- [Extract provided]:

_ _ _ _ _ _ _

Note that R is case sensitive, if you type in B instead of b, you will get an error. Lets save the numbers 4, 16 and 9 into a vector called v1
v1 <- c(4, 16, 9)
v1
## [1] 4 16 9
You should see the objects b and v1 pop up in the Environment tab on the top right window of your RStudio interface.
Note that the name v1 is nothing special here. You could have named the object x or geo200cn or your pet’s name (mine was charlie). You can’t, however, name objects using special characters (e.g. !, @, $) or only numbers (although you can combine numbers and letters, but a number cannot be at the beginning e.g. 2d2). For example, you’ll get an error if you save the vector c(4,16,9) to an object with the following names
123 <- c(4, 16, 9)
!!! <- c(4, 16, 9)
## Error: <text>:2:5: unexpected assignment
## 1: 123 <- c(4, 16, 9)
## 2: !!! <-
## ^
Also note that to distinguish a character value from a variable name, it needs to be quoted. “v1” is a character value whereas v1 is a variable. One of the most common mistakes for beginners is to forget the quotes.
brazil
## Error in eval(expr, envir, enclos): object 'brazil' not found
The error occurs because R tries to print the value of object
brazil, but there is no such object in your current
environment. So remember that any time you get the error message
object 'something' not found
, the most likely reason is
that you forgot to quote a character value. If not, it probably means
that you have misspelled, or not yet created, the object that you are
referring to. I’ve included common pitfalls and R tips in this class resource.
You can add vectors with the same length
c <- 1:5
d <- 6:10
c+d
## [1] 7 9 11 13 15
You can also test their equality
c == d
## [1] FALSE FALSE FALSE FALSE FALSE
Every vector has two key properties: type and
length. The type property indicates the data type that the
vector is holding. Use the command typeof()
to determine
the type
typeof(b)
## [1] "character"
typeof(v1)
## [1] "double"
Note that a vector cannot hold values of different types. If
different data types exist, R will coerce the values into the highest
type based on its internal hierarchy: logical < integer < double
< character. Type in test <- c("r", 6, TRUE)
in your
R console. What is the vector type of test
?
The command length()
determines the number of data
values that the vector is storing
length(b)
## [1] 1
length(v1)
## [1] 3
You can also directly determine if a vector is of a specific data
type by using the command is.X()
where you replace
X
with the data type. For example, to find out if
v1 is numeric, type in
is.numeric(b)
## [1] FALSE
is.numeric(v1)
## [1] TRUE
There is also is.logical()
, is.character()
,
is.factor()
, and is.na()
. You can also coerce
a vector of one data type to another. For example, save the value “1”
and “2” (both in quotes) into a vector named x1
x1 <- c("1", "2")
typeof(x1)
## [1] "character"
To convert x1 into a numeric, use the command
as.numeric()
x2 <- as.numeric(x1)
typeof(x2)
## [1] "double"
There is also as.logical()
, as.character()
,
and as.factor()
.
An important practice you should adopt early is to keep only
necessary objects in your current R Environment. For example, we will
not be using x2 any longer in this guide. To remove this object
from R forever, use the command rm()

_ _ _ _ _ _ _

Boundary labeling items
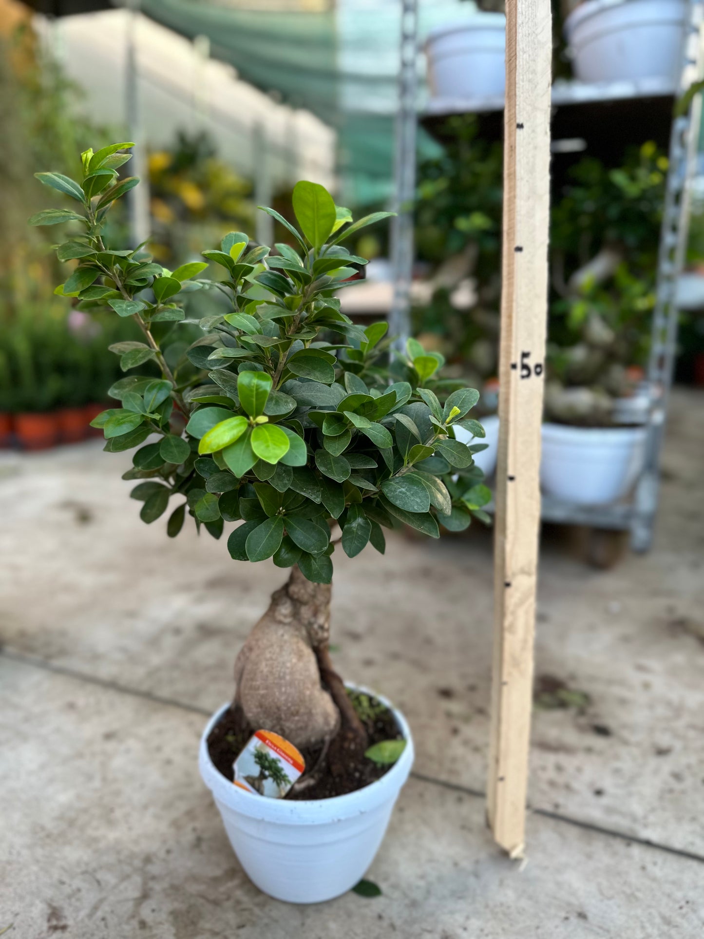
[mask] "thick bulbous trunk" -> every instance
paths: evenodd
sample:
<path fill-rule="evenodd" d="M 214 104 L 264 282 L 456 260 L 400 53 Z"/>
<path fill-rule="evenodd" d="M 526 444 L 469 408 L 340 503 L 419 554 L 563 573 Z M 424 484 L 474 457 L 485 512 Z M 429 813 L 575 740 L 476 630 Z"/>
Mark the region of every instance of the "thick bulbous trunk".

_ _ _ _ _ _ _

- [Work to do]:
#1 Reproduce the passage of the R vectors guide between "The command length()" and "the command is.X()", inclusive.
#2 Take the R vectors guide further, picking up right after its last sentence.

- [Task-by-task answers]:
#1
The command length()
determines the number of data
values that the vector is storing
length(b)
## [1] 1
length(v1)
## [1] 3
You can also directly determine if a vector is of a specific data
type by using the command is.X()

#2
rm(x2)
The data frame object x2 should have disappeared from the Environment tab. Bye bye!
Also note that when you close down R Studio, the objects you created above will disappear for good. Unless you save them onto your hard drive (we’ll touch on saving data in next week’s lab), all data objects you create in your current R session will go bye bye when you exit the program.
We learned that data values can be stored in data structures known as vectors. The next step is to learn how to store vectors into an even higher level data structure. The data frame can do this. A data frame is what you get when you read spreadsheet-like data into R. Data frames store vectors of the same length. Create a vector called v2 storing the values 5, 12, and 25
v2 <- c(5,12,25)
We can create a data frame using the command
data.frame()
storing the vectors v1 and
v2 as columns
data.frame(v1, v2)
## v1 v2
## 1 4 5
## 2 16 12
## 3 9 25
Store this data frame in an object called df1
df1<-data.frame(v1, v2)
df1 should pop up in your Environment window. You’ll notice a next to df1. This tells you that df1 possesses or holds more than one object. Click on and you’ll see the two vectors we saved into df1. Another neat thing you can do is directly click on df1 from the Environment window to bring up an Excel style worksheet on the top left of your RStudio interface. You can’t edit this worksheet directly, but it allows you to see the values that a higher level R data object contains.
We can store different types of vectors in a data frame. For example, we can store one character vector and one numeric vector in a single data frame.
v3 <- c("diana", "clare", "gwen")
df2 <- data.frame(v1, v3)
df2
## v1 v3
## 1 4 diana
## 2 16 clare
## 3 9 gwen
For higher level data structures like a data frame, use the function
class()
to figure out what kind of object you’re working
with.
class(df2)
## [1] "data.frame"
We can’t use length()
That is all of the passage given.